------ Information provided

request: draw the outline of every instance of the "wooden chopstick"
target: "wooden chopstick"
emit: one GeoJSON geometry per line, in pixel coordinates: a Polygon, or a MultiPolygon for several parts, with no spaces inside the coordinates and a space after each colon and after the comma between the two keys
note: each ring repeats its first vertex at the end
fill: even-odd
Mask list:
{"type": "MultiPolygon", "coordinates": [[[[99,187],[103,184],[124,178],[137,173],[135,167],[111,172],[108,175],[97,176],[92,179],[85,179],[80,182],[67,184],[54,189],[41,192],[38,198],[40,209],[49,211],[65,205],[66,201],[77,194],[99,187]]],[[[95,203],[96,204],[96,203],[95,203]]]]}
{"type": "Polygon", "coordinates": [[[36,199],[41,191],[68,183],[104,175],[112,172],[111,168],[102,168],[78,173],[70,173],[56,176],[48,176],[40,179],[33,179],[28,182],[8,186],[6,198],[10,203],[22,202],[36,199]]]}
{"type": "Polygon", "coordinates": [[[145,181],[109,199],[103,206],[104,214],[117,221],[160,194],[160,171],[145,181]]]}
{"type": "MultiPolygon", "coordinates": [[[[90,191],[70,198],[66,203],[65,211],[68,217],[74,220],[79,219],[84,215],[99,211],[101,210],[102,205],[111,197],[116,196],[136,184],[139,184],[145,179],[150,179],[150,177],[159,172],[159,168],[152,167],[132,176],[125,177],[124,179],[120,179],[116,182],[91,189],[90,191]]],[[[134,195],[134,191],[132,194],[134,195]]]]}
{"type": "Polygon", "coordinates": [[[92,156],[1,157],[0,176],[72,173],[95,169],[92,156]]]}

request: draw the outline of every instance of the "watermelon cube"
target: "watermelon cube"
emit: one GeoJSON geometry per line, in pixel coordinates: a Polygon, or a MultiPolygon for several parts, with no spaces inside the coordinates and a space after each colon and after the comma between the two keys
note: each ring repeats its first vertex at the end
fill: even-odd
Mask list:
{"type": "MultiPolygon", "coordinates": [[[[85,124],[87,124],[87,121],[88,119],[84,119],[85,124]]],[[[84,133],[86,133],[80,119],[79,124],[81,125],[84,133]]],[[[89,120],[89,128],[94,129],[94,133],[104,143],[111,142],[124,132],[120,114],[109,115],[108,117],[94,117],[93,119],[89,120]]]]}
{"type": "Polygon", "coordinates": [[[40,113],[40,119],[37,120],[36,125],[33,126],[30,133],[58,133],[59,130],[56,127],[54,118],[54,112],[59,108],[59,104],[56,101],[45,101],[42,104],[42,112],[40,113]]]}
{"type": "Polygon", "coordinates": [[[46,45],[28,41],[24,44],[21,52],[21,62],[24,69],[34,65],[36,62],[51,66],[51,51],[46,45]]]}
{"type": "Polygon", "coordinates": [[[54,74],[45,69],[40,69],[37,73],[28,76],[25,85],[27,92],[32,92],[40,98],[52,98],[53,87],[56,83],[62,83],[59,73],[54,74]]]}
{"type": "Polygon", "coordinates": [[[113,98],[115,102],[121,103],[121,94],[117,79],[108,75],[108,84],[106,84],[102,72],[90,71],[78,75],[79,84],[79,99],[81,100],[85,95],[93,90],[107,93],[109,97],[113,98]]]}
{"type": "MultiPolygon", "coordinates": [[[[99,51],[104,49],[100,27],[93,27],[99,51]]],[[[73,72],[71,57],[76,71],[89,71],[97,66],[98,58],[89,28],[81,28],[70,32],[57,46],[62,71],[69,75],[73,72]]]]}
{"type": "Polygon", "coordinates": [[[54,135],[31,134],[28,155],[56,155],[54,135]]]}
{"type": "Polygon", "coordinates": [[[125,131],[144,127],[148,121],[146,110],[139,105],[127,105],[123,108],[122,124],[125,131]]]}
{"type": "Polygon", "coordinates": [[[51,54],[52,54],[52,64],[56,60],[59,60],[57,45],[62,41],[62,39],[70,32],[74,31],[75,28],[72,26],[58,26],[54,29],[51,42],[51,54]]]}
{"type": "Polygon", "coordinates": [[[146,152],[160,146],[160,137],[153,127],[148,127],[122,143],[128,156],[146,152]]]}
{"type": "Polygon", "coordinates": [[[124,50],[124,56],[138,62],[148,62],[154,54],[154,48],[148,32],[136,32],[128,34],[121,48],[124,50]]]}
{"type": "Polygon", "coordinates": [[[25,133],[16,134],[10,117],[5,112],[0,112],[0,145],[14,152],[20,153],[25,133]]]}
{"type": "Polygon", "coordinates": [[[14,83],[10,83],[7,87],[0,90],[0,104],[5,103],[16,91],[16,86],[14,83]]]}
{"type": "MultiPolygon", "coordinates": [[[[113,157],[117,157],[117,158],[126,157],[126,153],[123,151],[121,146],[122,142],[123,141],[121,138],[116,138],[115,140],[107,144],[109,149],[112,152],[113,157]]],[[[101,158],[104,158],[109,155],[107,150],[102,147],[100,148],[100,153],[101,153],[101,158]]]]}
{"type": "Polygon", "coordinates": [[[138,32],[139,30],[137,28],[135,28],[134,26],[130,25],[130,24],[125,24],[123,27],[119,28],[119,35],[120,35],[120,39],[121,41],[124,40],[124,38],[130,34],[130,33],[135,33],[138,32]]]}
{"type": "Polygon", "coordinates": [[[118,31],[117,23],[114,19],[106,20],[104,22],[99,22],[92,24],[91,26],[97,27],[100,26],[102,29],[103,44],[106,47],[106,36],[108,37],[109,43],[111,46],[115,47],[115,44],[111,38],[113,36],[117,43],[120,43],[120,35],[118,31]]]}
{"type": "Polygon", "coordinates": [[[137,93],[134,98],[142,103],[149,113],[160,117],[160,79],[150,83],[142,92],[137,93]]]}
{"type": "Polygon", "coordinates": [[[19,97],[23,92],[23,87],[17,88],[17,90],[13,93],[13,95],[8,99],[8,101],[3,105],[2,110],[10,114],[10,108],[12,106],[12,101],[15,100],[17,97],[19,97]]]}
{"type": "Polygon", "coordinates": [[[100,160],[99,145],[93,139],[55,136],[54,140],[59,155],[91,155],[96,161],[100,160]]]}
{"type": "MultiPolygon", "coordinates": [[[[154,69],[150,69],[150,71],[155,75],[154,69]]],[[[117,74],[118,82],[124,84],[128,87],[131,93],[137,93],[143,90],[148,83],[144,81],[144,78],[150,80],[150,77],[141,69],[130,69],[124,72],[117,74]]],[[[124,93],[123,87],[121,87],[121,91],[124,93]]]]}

------------

### Problem requirements
From the first line to the last, retype the data exactly.

### Task output
request: draw the outline of every instance of the "wooden chopstick"
target: "wooden chopstick"
emit: one GeoJSON geometry per line, in pixel coordinates: a Polygon, or a MultiPolygon for several parts, with no spaces inside the coordinates and a space after each colon and after the comma between the two keys
note: each ring repeats its first vertex at the end
fill: even-odd
Mask list:
{"type": "MultiPolygon", "coordinates": [[[[99,187],[103,184],[124,178],[137,173],[135,167],[111,172],[108,175],[97,176],[92,179],[85,179],[80,182],[67,184],[54,189],[41,192],[38,198],[40,209],[49,211],[65,205],[66,201],[77,194],[99,187]]],[[[95,203],[96,204],[96,203],[95,203]]]]}
{"type": "Polygon", "coordinates": [[[36,199],[41,191],[68,183],[104,175],[112,172],[111,168],[102,168],[78,173],[70,173],[56,176],[48,176],[40,179],[33,179],[28,182],[8,186],[6,198],[10,203],[22,202],[36,199]]]}
{"type": "Polygon", "coordinates": [[[145,181],[109,199],[103,206],[104,214],[117,221],[160,194],[160,171],[145,181]]]}
{"type": "MultiPolygon", "coordinates": [[[[90,191],[70,198],[66,203],[65,211],[68,217],[74,220],[79,219],[84,215],[99,211],[101,210],[102,205],[111,197],[116,196],[136,184],[139,184],[145,179],[150,179],[150,177],[159,172],[159,168],[152,167],[132,176],[125,177],[124,179],[120,179],[116,182],[91,189],[90,191]]],[[[134,195],[134,191],[132,194],[134,195]]]]}
{"type": "Polygon", "coordinates": [[[92,156],[1,157],[0,176],[72,173],[95,169],[92,156]]]}

request: draw the outline of every instance of the "watermelon cube"
target: "watermelon cube"
emit: one GeoJSON geometry per line, in pixel coordinates: a Polygon, or a MultiPolygon for several parts, with no spaces inside the coordinates and a space after each colon and after the comma between the two keys
note: each ring repeats its first vertex at the end
fill: even-odd
Mask list:
{"type": "MultiPolygon", "coordinates": [[[[85,124],[87,124],[87,121],[88,119],[84,119],[85,124]]],[[[84,133],[86,133],[80,119],[79,124],[81,125],[84,133]]],[[[89,120],[89,128],[94,129],[94,133],[104,143],[111,142],[124,132],[120,114],[109,115],[108,117],[94,117],[93,119],[89,120]]]]}
{"type": "Polygon", "coordinates": [[[40,113],[40,119],[37,120],[36,125],[33,126],[30,133],[58,133],[59,130],[56,127],[54,118],[54,112],[59,108],[59,104],[56,101],[45,101],[42,104],[42,112],[40,113]]]}
{"type": "Polygon", "coordinates": [[[46,45],[28,41],[24,44],[21,52],[21,62],[24,69],[34,65],[36,62],[51,66],[51,51],[46,45]]]}
{"type": "Polygon", "coordinates": [[[54,74],[45,69],[40,69],[37,73],[28,76],[25,85],[27,92],[32,92],[40,98],[52,98],[53,87],[56,83],[62,83],[59,73],[54,74]]]}
{"type": "Polygon", "coordinates": [[[113,98],[115,102],[121,103],[121,94],[117,79],[108,75],[108,84],[106,84],[102,72],[90,71],[78,75],[79,84],[79,99],[81,100],[85,95],[93,90],[107,93],[109,97],[113,98]]]}
{"type": "MultiPolygon", "coordinates": [[[[99,51],[104,49],[100,27],[93,27],[99,51]]],[[[73,72],[71,57],[76,71],[89,71],[97,66],[98,58],[89,28],[81,28],[70,32],[57,46],[62,71],[69,75],[73,72]]]]}
{"type": "Polygon", "coordinates": [[[54,135],[31,134],[28,155],[56,155],[54,135]]]}
{"type": "Polygon", "coordinates": [[[125,131],[144,127],[148,121],[146,110],[139,105],[127,105],[123,108],[122,124],[125,131]]]}
{"type": "Polygon", "coordinates": [[[51,54],[52,54],[52,64],[56,60],[59,60],[57,45],[62,41],[62,39],[70,32],[74,31],[75,28],[72,26],[58,26],[54,29],[51,42],[51,54]]]}
{"type": "Polygon", "coordinates": [[[146,152],[160,146],[160,137],[153,127],[148,127],[122,143],[128,156],[146,152]]]}
{"type": "Polygon", "coordinates": [[[124,50],[124,56],[138,62],[148,62],[154,54],[154,48],[148,32],[136,32],[128,34],[121,48],[124,50]]]}
{"type": "Polygon", "coordinates": [[[25,133],[16,134],[10,117],[5,112],[0,112],[0,145],[14,152],[20,153],[25,133]]]}
{"type": "Polygon", "coordinates": [[[14,83],[10,83],[7,87],[0,90],[0,104],[5,103],[16,91],[16,86],[14,83]]]}
{"type": "MultiPolygon", "coordinates": [[[[113,157],[117,157],[117,158],[126,157],[126,153],[123,151],[121,146],[122,142],[123,141],[121,138],[116,138],[115,140],[107,144],[109,149],[112,152],[113,157]]],[[[101,158],[104,158],[109,155],[107,150],[102,147],[100,148],[100,153],[101,153],[101,158]]]]}
{"type": "Polygon", "coordinates": [[[138,32],[139,30],[137,28],[135,28],[134,26],[130,25],[130,24],[125,24],[123,27],[119,28],[119,35],[120,35],[120,39],[121,41],[124,40],[124,38],[130,34],[130,33],[135,33],[138,32]]]}
{"type": "Polygon", "coordinates": [[[118,31],[117,23],[114,19],[106,20],[104,22],[99,22],[92,24],[91,26],[97,27],[100,26],[102,29],[103,44],[106,47],[106,36],[108,37],[109,43],[111,46],[115,47],[115,44],[111,38],[113,36],[117,43],[120,43],[120,35],[118,31]]]}
{"type": "Polygon", "coordinates": [[[137,93],[134,98],[142,103],[149,113],[160,117],[160,79],[150,83],[142,92],[137,93]]]}
{"type": "Polygon", "coordinates": [[[19,97],[23,92],[23,87],[17,88],[17,90],[13,93],[13,95],[8,99],[8,101],[3,105],[2,110],[10,114],[10,108],[12,106],[12,101],[15,100],[17,97],[19,97]]]}
{"type": "Polygon", "coordinates": [[[100,160],[99,145],[93,139],[55,136],[54,140],[59,155],[91,155],[96,161],[100,160]]]}
{"type": "MultiPolygon", "coordinates": [[[[154,69],[150,69],[150,71],[155,75],[154,69]]],[[[117,74],[118,82],[124,84],[128,87],[131,93],[137,93],[143,90],[148,83],[144,81],[144,78],[150,80],[150,77],[141,69],[130,69],[124,72],[117,74]]],[[[124,93],[123,87],[121,87],[121,91],[124,93]]]]}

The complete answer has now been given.